WRITTEN PROBLEM: Copy the part of the forum thread on reinstalling laptop drivers that opens with the words "Well, it wasn't" and closes with "the DEV/VEN Id?".

You can go the direct route here:
http://www.microsoft.com/downloads/...FD-AE52-4E35-B531-508D977D32A6&displaylang=en

But I prefer using custom install on the MS UPDATE PAGE. This way you could also see if there are any other drivers or features (ex. Widows media player 11) you may wish to install.
Thanks,
Bill


----------



## Phonix56

*Re: New OS, Re-installing drivers - HP G6000 Laptop[moved from xp]*

Hmm, I've come accross a pretty big problem, while installing Broadcom WLan Driver, I installed the directory, went into it, went through setup, but the Wireless still wasn't working. I'm not quite sure what to do at this point, any support would be appreciated


----------



## BCCOMP

*Re: New OS, Re-installing drivers - HP G6000 Laptop[moved from xp]*

Hi, 
What error did you get?
Right click on the wireless device>Properties>Details
Please post the numbers you see in the box (Ven/Dev #).
If you have an error code or report please post it.
Thanks,
Bill


----------



## Phonix56

*Re: New OS, Re-installing drivers - HP G6000 Laptop[moved from xp]*



BCCOMP said:


> Hi,
> What error did you get?
> Right click on the wireless device>Properties>Details
> Please post the numbers you see in the box (Ven/Dev #).
> If you have an error code or report please post it.
> Thanks,
> Bill


Well, it wasn't necessarily an error, it went through installation but my Wireless device still wasn't working, I can't even see the wireless connection status on the side of my taskbar.


----------



## BCCOMP

*Re: New OS, Re-installing drivers - HP G6000 Laptop[moved from xp]*

Hi,
Can you give me the DEV/VEN Id?
You may have a different Wireless card. The id will let me see what you have installed.

Rows from a pointing dataset:

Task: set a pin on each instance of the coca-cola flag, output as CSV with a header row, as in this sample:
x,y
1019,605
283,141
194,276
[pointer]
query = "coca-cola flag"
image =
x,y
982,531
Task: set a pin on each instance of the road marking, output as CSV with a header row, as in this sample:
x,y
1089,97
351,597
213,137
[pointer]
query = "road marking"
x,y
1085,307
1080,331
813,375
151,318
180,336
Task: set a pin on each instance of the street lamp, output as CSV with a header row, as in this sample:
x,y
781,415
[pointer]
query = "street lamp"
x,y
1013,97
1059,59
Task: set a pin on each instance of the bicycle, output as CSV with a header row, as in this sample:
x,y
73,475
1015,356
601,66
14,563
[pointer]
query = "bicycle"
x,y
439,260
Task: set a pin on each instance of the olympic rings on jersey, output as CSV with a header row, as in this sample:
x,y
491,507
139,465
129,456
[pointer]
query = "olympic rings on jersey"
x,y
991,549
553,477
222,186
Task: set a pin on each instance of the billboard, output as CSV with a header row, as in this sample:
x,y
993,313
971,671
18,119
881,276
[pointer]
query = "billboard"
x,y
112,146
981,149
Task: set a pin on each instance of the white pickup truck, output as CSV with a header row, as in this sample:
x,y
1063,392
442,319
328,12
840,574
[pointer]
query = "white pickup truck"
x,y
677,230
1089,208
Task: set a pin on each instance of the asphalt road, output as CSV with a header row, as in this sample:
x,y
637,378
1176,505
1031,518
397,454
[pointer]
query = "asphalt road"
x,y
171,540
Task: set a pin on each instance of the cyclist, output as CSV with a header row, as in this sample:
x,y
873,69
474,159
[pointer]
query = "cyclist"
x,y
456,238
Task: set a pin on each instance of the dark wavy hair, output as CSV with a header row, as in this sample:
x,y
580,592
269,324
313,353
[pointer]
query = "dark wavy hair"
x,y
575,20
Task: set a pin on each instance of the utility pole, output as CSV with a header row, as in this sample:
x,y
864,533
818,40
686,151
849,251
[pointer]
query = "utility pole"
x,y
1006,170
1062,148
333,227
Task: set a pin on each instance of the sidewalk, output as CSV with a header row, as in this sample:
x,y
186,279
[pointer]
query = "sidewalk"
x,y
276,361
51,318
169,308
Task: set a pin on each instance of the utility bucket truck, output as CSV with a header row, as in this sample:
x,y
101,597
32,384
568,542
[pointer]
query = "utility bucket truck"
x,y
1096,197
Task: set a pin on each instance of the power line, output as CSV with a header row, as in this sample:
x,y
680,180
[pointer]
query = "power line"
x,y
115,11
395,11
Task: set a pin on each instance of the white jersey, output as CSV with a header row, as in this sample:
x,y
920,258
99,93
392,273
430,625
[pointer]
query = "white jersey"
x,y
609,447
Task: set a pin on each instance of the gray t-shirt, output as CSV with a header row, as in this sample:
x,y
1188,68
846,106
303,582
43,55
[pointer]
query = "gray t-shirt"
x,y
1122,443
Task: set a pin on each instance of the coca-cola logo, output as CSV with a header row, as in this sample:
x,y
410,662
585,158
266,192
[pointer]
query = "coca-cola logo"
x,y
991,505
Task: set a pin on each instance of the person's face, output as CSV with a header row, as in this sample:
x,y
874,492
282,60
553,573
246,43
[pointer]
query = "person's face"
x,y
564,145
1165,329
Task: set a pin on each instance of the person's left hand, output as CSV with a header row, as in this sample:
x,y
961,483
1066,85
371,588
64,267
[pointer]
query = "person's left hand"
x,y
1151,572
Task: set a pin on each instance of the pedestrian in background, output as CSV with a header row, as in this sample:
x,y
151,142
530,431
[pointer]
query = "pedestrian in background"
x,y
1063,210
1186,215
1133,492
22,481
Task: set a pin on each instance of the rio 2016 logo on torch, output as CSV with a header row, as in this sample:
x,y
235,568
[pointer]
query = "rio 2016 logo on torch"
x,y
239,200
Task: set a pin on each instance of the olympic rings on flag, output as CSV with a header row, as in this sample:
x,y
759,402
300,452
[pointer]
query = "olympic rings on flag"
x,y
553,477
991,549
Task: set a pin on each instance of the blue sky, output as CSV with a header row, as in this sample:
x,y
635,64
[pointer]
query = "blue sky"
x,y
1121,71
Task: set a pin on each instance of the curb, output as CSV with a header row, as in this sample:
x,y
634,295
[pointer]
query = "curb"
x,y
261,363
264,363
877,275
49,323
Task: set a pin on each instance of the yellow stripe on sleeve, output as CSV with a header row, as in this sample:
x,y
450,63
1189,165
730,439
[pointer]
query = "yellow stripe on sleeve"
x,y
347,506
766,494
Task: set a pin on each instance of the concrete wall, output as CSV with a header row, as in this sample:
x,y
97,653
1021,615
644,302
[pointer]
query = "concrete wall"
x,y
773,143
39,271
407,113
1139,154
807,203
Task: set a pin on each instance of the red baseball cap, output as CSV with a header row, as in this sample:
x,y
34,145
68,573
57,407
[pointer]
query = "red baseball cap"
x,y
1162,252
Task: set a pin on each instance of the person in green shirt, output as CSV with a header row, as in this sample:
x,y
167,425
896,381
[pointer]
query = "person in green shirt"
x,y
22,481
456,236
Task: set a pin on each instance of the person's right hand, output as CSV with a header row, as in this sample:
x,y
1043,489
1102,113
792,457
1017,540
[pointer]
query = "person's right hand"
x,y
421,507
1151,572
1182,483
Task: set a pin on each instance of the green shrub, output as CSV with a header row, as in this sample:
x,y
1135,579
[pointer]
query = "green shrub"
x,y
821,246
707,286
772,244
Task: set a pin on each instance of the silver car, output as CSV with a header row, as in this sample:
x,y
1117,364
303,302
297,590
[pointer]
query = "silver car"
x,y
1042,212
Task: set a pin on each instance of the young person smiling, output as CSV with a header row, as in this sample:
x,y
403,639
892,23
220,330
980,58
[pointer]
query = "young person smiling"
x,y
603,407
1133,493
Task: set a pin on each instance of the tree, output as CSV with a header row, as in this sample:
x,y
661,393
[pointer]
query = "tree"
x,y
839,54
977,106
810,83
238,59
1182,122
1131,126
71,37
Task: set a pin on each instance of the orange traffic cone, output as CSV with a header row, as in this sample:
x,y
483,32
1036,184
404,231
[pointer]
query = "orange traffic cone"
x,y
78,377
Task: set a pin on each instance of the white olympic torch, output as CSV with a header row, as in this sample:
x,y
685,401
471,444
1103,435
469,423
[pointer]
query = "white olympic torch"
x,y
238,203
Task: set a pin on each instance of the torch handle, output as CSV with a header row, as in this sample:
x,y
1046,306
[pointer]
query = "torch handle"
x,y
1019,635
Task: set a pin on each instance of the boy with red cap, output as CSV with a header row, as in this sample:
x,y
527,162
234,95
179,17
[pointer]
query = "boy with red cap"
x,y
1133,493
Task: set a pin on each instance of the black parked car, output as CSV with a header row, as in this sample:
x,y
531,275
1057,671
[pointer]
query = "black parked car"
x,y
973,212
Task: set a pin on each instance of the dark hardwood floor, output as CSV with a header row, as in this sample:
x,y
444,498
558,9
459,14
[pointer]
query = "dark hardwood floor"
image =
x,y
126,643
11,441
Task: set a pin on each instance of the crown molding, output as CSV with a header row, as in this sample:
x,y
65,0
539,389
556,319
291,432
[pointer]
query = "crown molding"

RESPONSE TO THIS EXERCISE:
Well, it wasn't necessarily an error, it went through installation but my Wireless device still wasn't working, I can't even see the wireless connection status on the side of my taskbar.


----------



## BCCOMP

*Re: New OS, Re-installing drivers - HP G6000 Laptop[moved from xp]*

Hi,
Can you give me the DEV/VEN Id?